(Data of labeled boxes)
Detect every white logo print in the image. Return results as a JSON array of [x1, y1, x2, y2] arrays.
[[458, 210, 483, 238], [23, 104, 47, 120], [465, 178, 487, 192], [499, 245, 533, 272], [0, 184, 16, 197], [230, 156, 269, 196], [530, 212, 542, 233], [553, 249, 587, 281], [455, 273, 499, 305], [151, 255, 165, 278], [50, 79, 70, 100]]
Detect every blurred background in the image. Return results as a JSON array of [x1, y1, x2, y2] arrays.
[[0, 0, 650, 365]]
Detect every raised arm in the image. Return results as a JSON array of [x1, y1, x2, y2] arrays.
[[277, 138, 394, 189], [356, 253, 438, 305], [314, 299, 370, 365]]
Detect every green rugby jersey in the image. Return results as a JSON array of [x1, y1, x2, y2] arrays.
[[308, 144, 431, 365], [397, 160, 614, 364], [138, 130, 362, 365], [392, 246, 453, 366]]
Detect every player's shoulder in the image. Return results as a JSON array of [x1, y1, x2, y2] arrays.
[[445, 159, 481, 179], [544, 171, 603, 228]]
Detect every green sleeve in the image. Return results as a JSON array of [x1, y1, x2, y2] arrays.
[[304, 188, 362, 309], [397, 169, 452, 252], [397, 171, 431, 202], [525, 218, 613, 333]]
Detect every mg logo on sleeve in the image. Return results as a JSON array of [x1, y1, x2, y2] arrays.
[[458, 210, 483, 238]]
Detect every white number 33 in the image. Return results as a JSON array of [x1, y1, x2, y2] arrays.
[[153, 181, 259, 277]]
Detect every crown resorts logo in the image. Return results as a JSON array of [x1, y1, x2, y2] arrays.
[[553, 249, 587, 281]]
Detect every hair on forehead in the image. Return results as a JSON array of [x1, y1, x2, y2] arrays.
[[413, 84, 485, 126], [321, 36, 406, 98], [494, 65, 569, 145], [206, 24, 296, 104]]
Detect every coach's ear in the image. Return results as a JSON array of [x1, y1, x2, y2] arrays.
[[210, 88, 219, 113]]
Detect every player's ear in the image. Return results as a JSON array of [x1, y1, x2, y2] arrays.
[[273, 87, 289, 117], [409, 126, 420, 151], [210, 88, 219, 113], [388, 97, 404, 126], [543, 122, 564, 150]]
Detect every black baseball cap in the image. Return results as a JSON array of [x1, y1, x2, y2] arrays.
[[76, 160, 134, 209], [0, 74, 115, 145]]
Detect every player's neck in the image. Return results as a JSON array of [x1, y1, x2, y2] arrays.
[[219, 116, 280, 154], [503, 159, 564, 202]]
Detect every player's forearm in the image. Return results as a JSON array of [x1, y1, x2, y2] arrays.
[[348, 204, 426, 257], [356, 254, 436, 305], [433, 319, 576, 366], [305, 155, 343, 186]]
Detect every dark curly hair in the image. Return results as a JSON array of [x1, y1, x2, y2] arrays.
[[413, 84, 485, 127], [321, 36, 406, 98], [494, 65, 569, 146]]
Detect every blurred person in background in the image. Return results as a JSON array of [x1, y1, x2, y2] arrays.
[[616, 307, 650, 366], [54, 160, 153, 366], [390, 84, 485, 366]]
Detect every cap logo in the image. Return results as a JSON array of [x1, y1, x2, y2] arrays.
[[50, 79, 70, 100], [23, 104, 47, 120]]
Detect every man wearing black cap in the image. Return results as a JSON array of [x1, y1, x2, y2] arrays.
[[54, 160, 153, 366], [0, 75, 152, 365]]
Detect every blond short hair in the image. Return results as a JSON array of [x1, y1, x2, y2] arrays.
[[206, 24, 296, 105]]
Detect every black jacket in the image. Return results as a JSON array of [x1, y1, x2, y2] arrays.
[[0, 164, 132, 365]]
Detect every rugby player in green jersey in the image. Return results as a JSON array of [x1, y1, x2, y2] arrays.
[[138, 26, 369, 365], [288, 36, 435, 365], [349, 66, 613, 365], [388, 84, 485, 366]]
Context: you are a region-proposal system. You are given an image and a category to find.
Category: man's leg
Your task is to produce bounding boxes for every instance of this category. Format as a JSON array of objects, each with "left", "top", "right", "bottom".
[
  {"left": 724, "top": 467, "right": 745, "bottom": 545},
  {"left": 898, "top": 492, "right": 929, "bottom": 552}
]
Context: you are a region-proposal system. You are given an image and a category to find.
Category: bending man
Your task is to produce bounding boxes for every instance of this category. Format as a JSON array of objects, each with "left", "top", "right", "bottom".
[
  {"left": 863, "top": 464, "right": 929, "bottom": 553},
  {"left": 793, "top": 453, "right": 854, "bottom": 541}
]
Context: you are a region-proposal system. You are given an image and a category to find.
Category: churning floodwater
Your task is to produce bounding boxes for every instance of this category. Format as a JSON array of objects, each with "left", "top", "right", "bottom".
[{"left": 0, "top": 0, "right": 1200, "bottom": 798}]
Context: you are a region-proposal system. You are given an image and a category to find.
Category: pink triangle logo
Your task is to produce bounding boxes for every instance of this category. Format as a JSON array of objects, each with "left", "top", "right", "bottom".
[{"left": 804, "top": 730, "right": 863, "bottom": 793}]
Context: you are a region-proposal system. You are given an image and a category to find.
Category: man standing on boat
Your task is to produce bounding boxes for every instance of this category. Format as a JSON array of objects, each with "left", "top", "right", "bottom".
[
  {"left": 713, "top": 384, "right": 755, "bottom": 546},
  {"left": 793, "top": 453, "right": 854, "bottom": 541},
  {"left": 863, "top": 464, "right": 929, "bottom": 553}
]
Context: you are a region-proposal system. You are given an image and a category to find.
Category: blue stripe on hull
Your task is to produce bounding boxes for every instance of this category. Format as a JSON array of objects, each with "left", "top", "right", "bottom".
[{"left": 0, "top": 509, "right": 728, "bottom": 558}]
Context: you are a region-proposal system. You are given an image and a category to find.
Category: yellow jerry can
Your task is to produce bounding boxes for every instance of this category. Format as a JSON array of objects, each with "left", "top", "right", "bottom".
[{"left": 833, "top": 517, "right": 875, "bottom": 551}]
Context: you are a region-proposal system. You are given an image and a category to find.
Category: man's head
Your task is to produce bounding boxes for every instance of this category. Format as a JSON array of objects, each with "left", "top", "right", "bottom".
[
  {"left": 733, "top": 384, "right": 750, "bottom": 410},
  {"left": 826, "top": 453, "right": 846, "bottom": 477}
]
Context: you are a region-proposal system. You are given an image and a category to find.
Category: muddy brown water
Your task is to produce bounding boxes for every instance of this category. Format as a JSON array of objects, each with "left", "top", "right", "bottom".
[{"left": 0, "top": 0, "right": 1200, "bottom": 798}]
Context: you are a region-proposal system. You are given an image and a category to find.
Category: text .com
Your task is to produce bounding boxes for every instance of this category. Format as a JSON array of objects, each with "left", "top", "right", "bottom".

Written instruction: Please render the data above, from its start through the line containing "79, 70, 100]]", as a numbered list with blank lines left out.

Problem solution:
1. Detect every white logo print in the image. Return results as a JSON array of [x1, y1, x2, y2] arrays.
2. [[458, 210, 483, 238], [23, 104, 47, 120], [465, 178, 487, 192], [499, 245, 533, 272], [0, 184, 16, 197], [230, 156, 269, 196], [530, 212, 542, 233], [553, 249, 587, 281], [455, 273, 499, 305], [151, 255, 165, 278], [50, 79, 70, 100]]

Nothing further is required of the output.